Youngstown, Ohio, USA

🇺🇸 Youngstown is a city in the U.S. state of Ohio, and the largest city and county seat of Mahoning County. The Youngstown-Warren-Boardman, OH-PA Metropolitan Statistical Area is the 107th largest metropolitan area in the United States. Youngstown is on the Mahoning River, approximately 58 miles (93 km) south-east of Cleveland and 61 miles (100 km) north-west of Pittsburgh, Pennsylvania. Despite having its own media market, Youngstown is often included in commercial and cultural depictions of both Northeast Ohio as well as the Greater Pittsburgh Region due to these proximities. Youngstown is also the midway between Chicago and New York City via Interstate 80.

The city was named for John Young, an early settler from Whitestown, New York, who established the community's first sawmill and gristmill. Youngstown is a midwestern city, falling within a region of America often referred to as the Rust Belt. Traditionally known as a centre of steel production, Youngstown was forced to redefine itself when the steel industry in the United States fell into decline in the 1970s, leaving communities throughout the region without any major industry. The city has experienced a decline of over 60% of its population since 1959. Youngstown falls within the Appalachian Ohio region, among the foothills of the Appalachian Mountains.

Downtown Youngstown has seen tremendous change within the last several years, becoming a centre of culture, entertainment and innovation. It is now home to bars, restaurants, and the recently completed Youngstown Foundation Amphitheater. Youngstown's first new downtown hotel since 1974—the DoubleTree by Hilton—opened in 2018 in the historic Stambaugh Building with first floor commercial space including a restaurant. Several businesses, such as Turning Technologies, an education technology company, are headquartered in Downtown Youngstown.

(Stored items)
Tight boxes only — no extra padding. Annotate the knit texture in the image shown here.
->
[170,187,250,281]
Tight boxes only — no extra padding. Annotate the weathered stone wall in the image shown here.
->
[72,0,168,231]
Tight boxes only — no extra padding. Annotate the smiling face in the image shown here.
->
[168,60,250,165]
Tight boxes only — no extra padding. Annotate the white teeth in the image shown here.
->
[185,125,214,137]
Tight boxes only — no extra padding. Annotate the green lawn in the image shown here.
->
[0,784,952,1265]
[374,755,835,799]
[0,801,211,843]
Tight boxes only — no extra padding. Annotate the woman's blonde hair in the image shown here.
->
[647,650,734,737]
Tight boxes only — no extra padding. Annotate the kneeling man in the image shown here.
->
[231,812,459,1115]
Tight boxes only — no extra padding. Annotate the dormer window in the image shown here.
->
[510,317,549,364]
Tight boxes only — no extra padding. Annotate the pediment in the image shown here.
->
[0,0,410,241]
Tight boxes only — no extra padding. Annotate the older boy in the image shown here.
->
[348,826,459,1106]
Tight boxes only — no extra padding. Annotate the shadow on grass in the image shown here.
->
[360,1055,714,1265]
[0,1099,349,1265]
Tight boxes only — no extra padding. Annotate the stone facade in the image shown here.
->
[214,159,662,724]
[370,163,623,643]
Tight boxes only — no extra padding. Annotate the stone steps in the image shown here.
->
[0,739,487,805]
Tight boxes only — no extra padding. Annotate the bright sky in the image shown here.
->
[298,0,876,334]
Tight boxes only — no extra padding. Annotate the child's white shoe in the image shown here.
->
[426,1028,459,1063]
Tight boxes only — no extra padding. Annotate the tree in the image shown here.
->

• Work instructions
What comes next in the Youngstown, Ohio passage? Write a continuation that picks up right after its final sentence.

• Exercise output
Economy Youngstown is the site of several steel and metalworking operations, though nothing on the scale seen during the "glory days" of the "Steel Valley". The city's largest employer is Youngstown State University (YSU), an urban public campus that serves about 15,000 students, just north of downtown. The blow dealt to the community's industrial economy in the 1970s was slightly mitigated by the auto production plants in the metropolitan area. In the late 1980s, the Avanti, an automobile with a fiberglass body originally designed by Studebaker to compete with the Corvette, was manufactured in an industrial complex on Youngstown's Albert Street. This company moved away after just a few years. A mainstay of Youngstown's industrial economy has long been the GM Lordstown plant. The General Motors' Lordstown Assembly plant was the area's largest industrial employer. Once one of the nation's largest auto plants in terms of square feet, the Lordstown facility was home to production of the Chevrolet Impala, Vega, and Cavalier. It was expanded and retooled in 2002 with a new paint facility. However, this region was dealt another blow in early 2019 with the closing of Lordstown Assembly in March 2019.

The largest industrial employers within the city limits are Vallourec Star Steel Company (formerly North Star Steel), in the Brier Hill district, and Exal Corporation on Poland Avenue. The latter has recently expanded its operations.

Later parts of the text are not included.